_Исходный текст_:
# # #
Всё, что я хочу сказать, это что такие действия обычно нельзя предпринимать для разрешения конфликтов и поддержания общественного порядка, за исключением случаев, когда одна сторона уничтожает другую, или обе стороны просто устают от этого, как в случае Хаттфилдов и Маккоев. Наследственная вражда окружена определённым романтическим ореолом в моих глазах, может быть потому, что я давно ищу группу, которая поддержала бы меня. Никогда ни одной такой не было. Судя по всему, кровная месть и наследственная вражда не имеют широкого распространения в современных обществах, потому что у нас обычно нет за спиной орды родственников (их всего лишь несколько человек) или сплочённых групп, к которым можно обратиться за поддержкой.
Риски и издержки криминальной самозащиты
Говоря всё это, я не утверждаю, что преступление, определяемое как самозащитное урегулирование конфликта, или как социальный контроль, всегда, или даже в большинстве случаев, является хорошей идеей. Здесь есть место рискам и издержкам. Всегда есть риск того, что жертва, если она знает или подозревает вас, по возможности отомстит. Существует дополнительный риск быть арестованным, как ясно отметил Фрэнсис Бэкон: «Наиболее терпимо отмщение тех обид, кои по закону невозместимы; но тогда и отмщение надлежит избрать по закону ненаказуемое; иначе враг твой снова восторжествует, а ты пострадаешь дважды»47.
# # #
_Поставленная цель A_: Перепишите слово в слово строки записей, начиная с самой первой и заканчивая строкой, содержащей «[1102, 0, 1119, 266]», включительно.
Текст и записи между собой никак не связаны.

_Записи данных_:
# # #
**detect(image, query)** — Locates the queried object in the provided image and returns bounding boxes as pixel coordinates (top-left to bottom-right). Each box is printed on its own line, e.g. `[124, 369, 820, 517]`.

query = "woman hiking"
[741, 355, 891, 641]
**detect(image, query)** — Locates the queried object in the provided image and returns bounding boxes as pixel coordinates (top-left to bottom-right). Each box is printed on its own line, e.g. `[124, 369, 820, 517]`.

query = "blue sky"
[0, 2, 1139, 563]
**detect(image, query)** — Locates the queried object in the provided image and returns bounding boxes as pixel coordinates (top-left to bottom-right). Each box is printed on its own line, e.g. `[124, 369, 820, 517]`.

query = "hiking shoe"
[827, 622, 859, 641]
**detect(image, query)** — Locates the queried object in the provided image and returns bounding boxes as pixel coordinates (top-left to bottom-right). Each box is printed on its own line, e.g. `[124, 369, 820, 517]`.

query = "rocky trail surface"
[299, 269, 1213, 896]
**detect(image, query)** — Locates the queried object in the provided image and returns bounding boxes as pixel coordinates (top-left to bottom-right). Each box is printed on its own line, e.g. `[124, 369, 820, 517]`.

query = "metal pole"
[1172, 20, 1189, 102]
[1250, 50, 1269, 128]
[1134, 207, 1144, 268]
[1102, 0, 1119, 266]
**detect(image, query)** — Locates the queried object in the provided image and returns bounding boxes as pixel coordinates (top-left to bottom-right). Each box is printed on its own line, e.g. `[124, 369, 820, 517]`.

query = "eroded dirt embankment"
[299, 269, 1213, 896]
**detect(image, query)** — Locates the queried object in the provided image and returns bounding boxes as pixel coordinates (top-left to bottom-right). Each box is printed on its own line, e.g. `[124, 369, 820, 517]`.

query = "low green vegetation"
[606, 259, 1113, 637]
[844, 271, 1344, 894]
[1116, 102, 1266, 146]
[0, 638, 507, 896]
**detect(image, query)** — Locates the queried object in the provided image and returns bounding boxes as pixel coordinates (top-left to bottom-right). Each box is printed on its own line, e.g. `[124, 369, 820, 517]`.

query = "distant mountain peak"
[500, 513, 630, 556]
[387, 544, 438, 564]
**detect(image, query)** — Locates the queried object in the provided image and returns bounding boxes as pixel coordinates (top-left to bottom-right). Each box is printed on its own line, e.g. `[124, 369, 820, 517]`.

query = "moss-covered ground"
# # #
_Поставленная цель B_: Какой дополнительный риск, помимо мести со стороны жертвы, называет исходный текст?

_Верный ответ A_:
**detect(image, query)** — Locates the queried object in the provided image and returns bounding boxes as pixel coordinates (top-left to bottom-right). Each box is printed on its own line, e.g. `[124, 369, 820, 517]`.

query = "woman hiking"
[741, 355, 891, 641]
**detect(image, query)** — Locates the queried object in the provided image and returns bounding boxes as pixel coordinates (top-left to bottom-right). Each box is printed on its own line, e.g. `[124, 369, 820, 517]`.

query = "blue sky"
[0, 2, 1139, 563]
**detect(image, query)** — Locates the queried object in the provided image and returns bounding boxes as pixel coordinates (top-left to bottom-right). Each box is printed on its own line, e.g. `[124, 369, 820, 517]`.

query = "hiking shoe"
[827, 622, 859, 641]
**detect(image, query)** — Locates the queried object in the provided image and returns bounding boxes as pixel coordinates (top-left to bottom-right). Each box is printed on its own line, e.g. `[124, 369, 820, 517]`.

query = "rocky trail surface"
[299, 269, 1213, 896]
**detect(image, query)** — Locates the queried object in the provided image and returns bounding boxes as pixel coordinates (top-left to bottom-right). Each box is printed on its own line, e.g. `[124, 369, 820, 517]`.

query = "metal pole"
[1172, 20, 1189, 102]
[1250, 50, 1269, 128]
[1134, 207, 1144, 268]
[1102, 0, 1119, 266]

_Верный ответ B_: Риск быть арестованным.